* **BEREITGESTELLTE ZEILEN**:
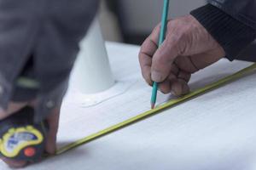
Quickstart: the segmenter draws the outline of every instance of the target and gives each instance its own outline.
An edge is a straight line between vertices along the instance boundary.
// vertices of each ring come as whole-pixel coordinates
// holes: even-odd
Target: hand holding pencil
[[[153,108],[157,88],[177,96],[188,94],[191,74],[225,55],[223,48],[192,15],[170,20],[166,39],[158,46],[164,32],[161,28],[155,27],[139,53],[143,76],[153,86]]]

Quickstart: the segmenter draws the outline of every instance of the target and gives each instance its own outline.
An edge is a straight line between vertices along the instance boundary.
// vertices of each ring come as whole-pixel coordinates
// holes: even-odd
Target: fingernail
[[[162,74],[159,71],[153,71],[151,73],[151,78],[154,82],[160,82],[162,81]]]

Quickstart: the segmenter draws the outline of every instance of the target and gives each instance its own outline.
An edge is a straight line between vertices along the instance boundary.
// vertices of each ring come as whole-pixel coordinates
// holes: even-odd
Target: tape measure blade
[[[167,102],[167,103],[166,103],[166,104],[164,104],[164,105],[162,105],[160,106],[156,107],[154,110],[149,110],[148,111],[145,111],[144,113],[139,114],[139,115],[137,115],[137,116],[136,116],[134,117],[131,117],[130,119],[127,119],[127,120],[125,120],[125,121],[124,121],[122,122],[117,123],[117,124],[115,124],[113,126],[111,126],[111,127],[109,127],[108,128],[105,128],[105,129],[103,129],[102,131],[99,131],[99,132],[97,132],[96,133],[90,134],[90,135],[89,135],[89,136],[87,136],[85,138],[83,138],[83,139],[81,139],[79,140],[77,140],[77,141],[75,141],[73,143],[71,143],[71,144],[67,144],[67,145],[66,145],[66,146],[59,149],[56,151],[56,155],[63,154],[63,153],[65,153],[65,152],[67,152],[67,151],[68,151],[68,150],[72,150],[73,148],[76,148],[76,147],[79,147],[79,146],[80,146],[82,144],[87,144],[87,143],[89,143],[90,141],[93,141],[93,140],[98,139],[98,138],[103,137],[103,136],[105,136],[107,134],[113,133],[113,132],[115,132],[117,130],[119,130],[119,129],[121,129],[121,128],[123,128],[125,127],[127,127],[127,126],[129,126],[131,124],[133,124],[133,123],[137,122],[139,122],[141,120],[143,120],[143,119],[145,119],[147,117],[149,117],[149,116],[151,116],[153,115],[160,113],[160,111],[162,111],[162,110],[167,109],[167,108],[172,108],[172,107],[173,107],[173,106],[175,106],[175,105],[177,105],[178,104],[185,102],[185,101],[187,101],[189,99],[193,99],[195,97],[197,97],[199,95],[204,94],[207,92],[209,92],[209,91],[211,91],[212,89],[220,88],[220,87],[222,87],[222,86],[224,86],[224,85],[225,85],[225,84],[227,84],[227,83],[229,83],[229,82],[230,82],[232,81],[237,80],[237,79],[239,79],[239,78],[241,78],[241,77],[242,77],[242,76],[246,76],[246,75],[247,75],[247,74],[249,74],[249,73],[251,73],[251,72],[253,72],[254,71],[256,71],[256,64],[253,64],[253,65],[250,65],[250,66],[248,66],[248,67],[247,67],[245,69],[242,69],[242,70],[237,71],[235,74],[228,76],[226,76],[226,77],[224,77],[223,79],[220,79],[218,81],[213,82],[213,83],[211,83],[211,84],[209,84],[209,85],[207,85],[207,86],[206,86],[206,87],[204,87],[202,88],[200,88],[200,89],[197,89],[197,90],[195,90],[194,92],[191,92],[190,94],[187,94],[187,95],[185,95],[185,96],[183,96],[182,98],[171,100],[171,101],[169,101],[169,102]]]

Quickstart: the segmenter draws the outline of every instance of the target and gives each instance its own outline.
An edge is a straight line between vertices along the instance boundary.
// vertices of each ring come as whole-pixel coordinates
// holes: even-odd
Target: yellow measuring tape
[[[58,150],[57,152],[56,152],[56,155],[60,155],[60,154],[62,154],[64,152],[67,152],[67,150],[72,150],[73,148],[76,148],[76,147],[78,147],[79,145],[82,145],[84,144],[89,143],[89,142],[90,142],[92,140],[95,140],[95,139],[96,139],[98,138],[105,136],[105,135],[107,135],[108,133],[113,133],[114,131],[117,131],[117,130],[119,130],[120,128],[127,127],[127,126],[129,126],[129,125],[131,125],[132,123],[135,123],[135,122],[137,122],[138,121],[141,121],[141,120],[145,119],[145,118],[147,118],[148,116],[153,116],[153,115],[154,115],[156,113],[159,113],[160,111],[164,110],[167,109],[167,108],[173,107],[173,106],[175,106],[175,105],[177,105],[178,104],[181,104],[181,103],[183,103],[184,101],[187,101],[188,99],[193,99],[193,98],[195,98],[196,96],[201,95],[201,94],[205,94],[205,93],[207,93],[207,92],[208,92],[210,90],[220,88],[221,86],[223,86],[223,85],[224,85],[224,84],[226,84],[228,82],[230,82],[232,81],[237,80],[237,79],[242,77],[245,75],[252,73],[254,71],[256,71],[256,64],[253,64],[251,66],[248,66],[248,67],[247,67],[247,68],[245,68],[243,70],[241,70],[240,71],[238,71],[238,72],[236,72],[236,73],[235,73],[233,75],[228,76],[226,76],[226,77],[224,77],[224,78],[223,78],[223,79],[221,79],[219,81],[217,81],[217,82],[213,82],[212,84],[209,84],[209,85],[207,85],[207,86],[206,86],[206,87],[204,87],[202,88],[200,88],[200,89],[197,89],[197,90],[195,90],[194,92],[191,92],[190,94],[189,94],[187,95],[184,95],[184,96],[183,96],[183,97],[181,97],[179,99],[172,99],[172,100],[171,100],[171,101],[169,101],[169,102],[167,102],[167,103],[166,103],[166,104],[164,104],[162,105],[160,105],[160,106],[156,107],[154,110],[148,110],[148,111],[146,111],[144,113],[142,113],[142,114],[140,114],[138,116],[136,116],[134,117],[127,119],[126,121],[124,121],[122,122],[119,122],[118,124],[111,126],[111,127],[108,128],[105,128],[105,129],[103,129],[103,130],[102,130],[100,132],[97,132],[97,133],[90,134],[90,135],[89,135],[89,136],[87,136],[85,138],[83,138],[83,139],[81,139],[79,140],[77,140],[77,141],[75,141],[73,143],[71,143],[71,144],[64,146],[63,148],[61,148],[60,150]]]

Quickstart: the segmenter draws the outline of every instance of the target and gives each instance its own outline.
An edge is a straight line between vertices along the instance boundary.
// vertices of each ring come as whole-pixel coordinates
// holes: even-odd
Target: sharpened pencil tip
[[[151,103],[151,109],[154,109],[154,104]]]

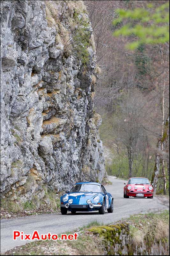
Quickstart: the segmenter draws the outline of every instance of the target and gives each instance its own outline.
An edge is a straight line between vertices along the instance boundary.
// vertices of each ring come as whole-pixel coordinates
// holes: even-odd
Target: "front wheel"
[[[100,214],[104,214],[105,212],[105,201],[104,199],[103,199],[103,203],[102,203],[102,205],[99,210],[99,212]]]
[[[76,212],[76,211],[71,211],[71,212],[72,214],[75,214],[75,213]]]
[[[112,201],[111,202],[111,204],[110,204],[110,208],[109,208],[108,209],[107,209],[107,212],[108,212],[111,213],[113,212],[113,199],[112,199]]]
[[[65,215],[67,213],[67,209],[61,207],[60,208],[61,214],[63,215]]]
[[[124,198],[129,198],[129,196],[126,196],[126,192],[125,192],[125,194],[124,194],[123,195],[123,197]]]

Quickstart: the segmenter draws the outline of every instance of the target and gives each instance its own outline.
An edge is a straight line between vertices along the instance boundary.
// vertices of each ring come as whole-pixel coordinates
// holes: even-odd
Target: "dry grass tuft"
[[[100,75],[102,72],[101,68],[98,65],[97,65],[96,67],[95,71],[98,75]]]
[[[96,49],[96,44],[95,44],[94,39],[94,36],[93,35],[92,35],[91,36],[91,37],[90,39],[90,44],[92,46],[92,49],[94,52]]]
[[[68,9],[70,12],[76,11],[79,13],[86,12],[86,7],[83,1],[69,1],[68,4]]]
[[[144,242],[144,234],[135,227],[132,227],[131,231],[132,244],[135,246],[142,245]]]
[[[54,20],[54,19],[52,18],[52,17],[47,16],[46,18],[47,20],[47,25],[48,25],[48,27],[49,27],[50,28],[52,28],[53,27],[55,27],[56,25],[55,21]]]
[[[155,234],[155,239],[159,241],[162,237],[167,237],[169,236],[169,227],[163,220],[159,220],[158,223]]]
[[[94,75],[92,75],[92,84],[95,84],[97,80],[96,77]]]
[[[102,72],[101,68],[98,65],[97,65],[96,67],[95,71],[98,75],[100,75]]]
[[[92,100],[94,98],[94,96],[95,96],[95,92],[92,92],[91,94],[91,97]]]
[[[62,43],[62,39],[59,34],[57,34],[55,36],[55,42],[56,44]]]

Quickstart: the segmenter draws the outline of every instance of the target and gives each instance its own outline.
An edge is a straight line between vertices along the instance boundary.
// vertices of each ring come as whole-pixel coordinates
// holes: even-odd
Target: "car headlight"
[[[87,203],[88,204],[90,204],[92,203],[92,201],[90,200],[90,199],[88,199],[87,200]]]
[[[69,204],[72,204],[73,202],[72,199],[69,199]]]
[[[66,195],[63,197],[63,202],[66,202],[69,199],[68,195]]]
[[[94,197],[93,199],[94,202],[95,203],[98,203],[100,200],[100,197],[98,196]]]

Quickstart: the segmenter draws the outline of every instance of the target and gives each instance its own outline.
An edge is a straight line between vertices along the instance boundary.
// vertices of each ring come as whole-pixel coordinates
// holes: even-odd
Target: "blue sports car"
[[[98,211],[104,214],[113,211],[113,198],[108,193],[103,185],[92,182],[76,183],[70,191],[61,197],[61,210],[62,214],[67,211],[73,214],[76,212]]]

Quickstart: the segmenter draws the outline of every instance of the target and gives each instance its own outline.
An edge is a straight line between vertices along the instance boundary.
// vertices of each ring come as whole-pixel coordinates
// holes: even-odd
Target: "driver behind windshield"
[[[101,192],[100,187],[98,185],[94,184],[79,184],[74,185],[71,188],[70,192]]]
[[[130,179],[128,184],[150,184],[147,179],[132,178]]]

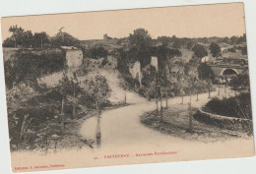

* **WAS ERWARTET WIRD**: Zähle die Zeilen oben, in denen die Zeichenfolge „tape“ vorkommt, und nenne nur die Zahl.

* **ANTWORT**: 2